Can you continue the passage about Chang's screenwriting and books, picking up right after its final sentence?

PROVIDED TEXT -
▬▬▬▬▬▬▬▬▬▬

With the first draft completed, she and her partner, screenwriter and producer Michael Capellupo, are working on revisions to meet their Telefilm deadline, then will explore production possibilities.

Although this is her first venture into feature screenwriting, Chang is no stranger to publishing. Her first book, Reel Asian: Asian Canada on Screen, was released in November 2007, and she is co-editor of a second book almost ready to hit bookstore shelves (“we're just checking the galleys now”).

Reel Asian examines Asian-Canadian film and video across the country. “The book is building an audience for itself,” says Chang, who considers the publication a starting point for discussion about Asian-Canadian community and identity.

The second book, titled Decentre: Concerning Artist-Run Culture / à propos de centres d'artistes, includes contributions from more than 100 people.

“The expression ‘artist-run culture' refers to cultural production and exhibition channels primarily supported by artist collectives and government sources, rather than by commercial galleries, for example,” she says. “The book focuses on the visual and media arts, but the term also includes performance and other arts.”

▬▬▬▬▬▬▬▬▬▬

SUPPLIED RECORDS -
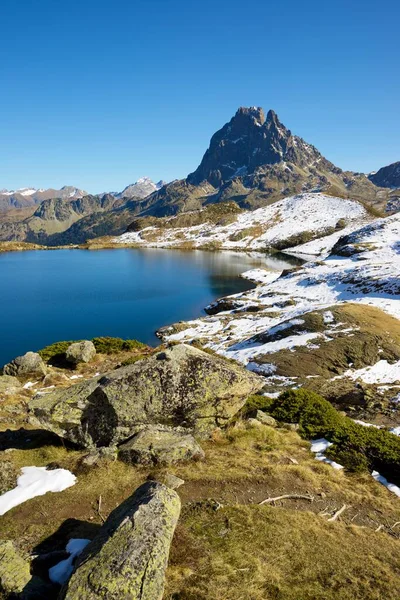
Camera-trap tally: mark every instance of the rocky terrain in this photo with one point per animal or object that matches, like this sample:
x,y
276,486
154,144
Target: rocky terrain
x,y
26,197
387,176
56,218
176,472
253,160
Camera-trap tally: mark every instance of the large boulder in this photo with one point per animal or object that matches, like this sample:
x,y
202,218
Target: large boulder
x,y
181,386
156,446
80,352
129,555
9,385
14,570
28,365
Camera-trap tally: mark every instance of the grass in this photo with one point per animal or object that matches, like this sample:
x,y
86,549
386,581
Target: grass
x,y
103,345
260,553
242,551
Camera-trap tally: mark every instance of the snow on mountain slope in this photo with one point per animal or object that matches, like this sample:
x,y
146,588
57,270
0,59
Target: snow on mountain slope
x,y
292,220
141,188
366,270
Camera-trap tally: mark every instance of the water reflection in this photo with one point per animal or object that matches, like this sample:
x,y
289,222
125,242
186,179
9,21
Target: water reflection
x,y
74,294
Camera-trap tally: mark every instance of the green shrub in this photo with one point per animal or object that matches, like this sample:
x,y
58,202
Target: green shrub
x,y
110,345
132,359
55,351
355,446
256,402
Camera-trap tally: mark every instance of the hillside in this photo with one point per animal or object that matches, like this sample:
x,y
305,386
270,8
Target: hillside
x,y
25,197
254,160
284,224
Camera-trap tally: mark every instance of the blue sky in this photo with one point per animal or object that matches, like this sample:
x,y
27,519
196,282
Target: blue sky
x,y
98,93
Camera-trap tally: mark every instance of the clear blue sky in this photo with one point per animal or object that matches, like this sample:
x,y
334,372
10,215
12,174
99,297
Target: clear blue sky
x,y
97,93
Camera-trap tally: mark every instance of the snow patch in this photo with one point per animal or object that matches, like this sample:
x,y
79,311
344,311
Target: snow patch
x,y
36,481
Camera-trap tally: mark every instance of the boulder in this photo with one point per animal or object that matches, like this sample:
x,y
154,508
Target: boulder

▬▬▬▬▬▬▬▬▬▬

RESPONSE -
Is an artist-run culture a good thing? Naturally, with that many contributors, you'll get some diverging opinions, says Chang.

“A lot of people celebrate the freedom and autonomy afforded to independent artists. Artist-run centres are often places where emerging artists find mentorship and ways of breaking into the art world.”

She quotes one contributor to the book, A.A. Bronson, who says: “The genius of the artist is his ability to crap on the hand that feeds him.”

Says Chang: “In other words, artists should dare to provoke and even offend the status quo, revealing a society's dark and suppressed secrets.”

In some ways, artist-run centres make this more possible because artists don't have to make commercial appeal a priority, she says. The downside is that the reliance on government funding can influence the models the organizations choose.

“The book brings together these contradictions and explores both the pitfalls and the possibilities.”

Another current project she's working on is an article about Japanese-Canadian filmmaker Midi Onodera, who created a feature-length experimental film called I Have No Memory of My Direction. Chang hopes this will eventually become a chapter in a new book on the role of forgetting in communal histories.

“The raft of recent films and books thematizing Alzheimer's disease, short-term memory disorders and the like suggests a widespread cultural interest in the topic. I'm intrigued by memory loss as an actual means of historical engagement. For example, Asian-North American literature is filled with examples of what might be an injunction to forget the past, burning personal documents associated with the Chinese Exclusion, subduing the most painful parts of a family's ancestral history. So I would like to consider how we remember and how we forget — as equally constitutive parts of the whole process of collective memory.”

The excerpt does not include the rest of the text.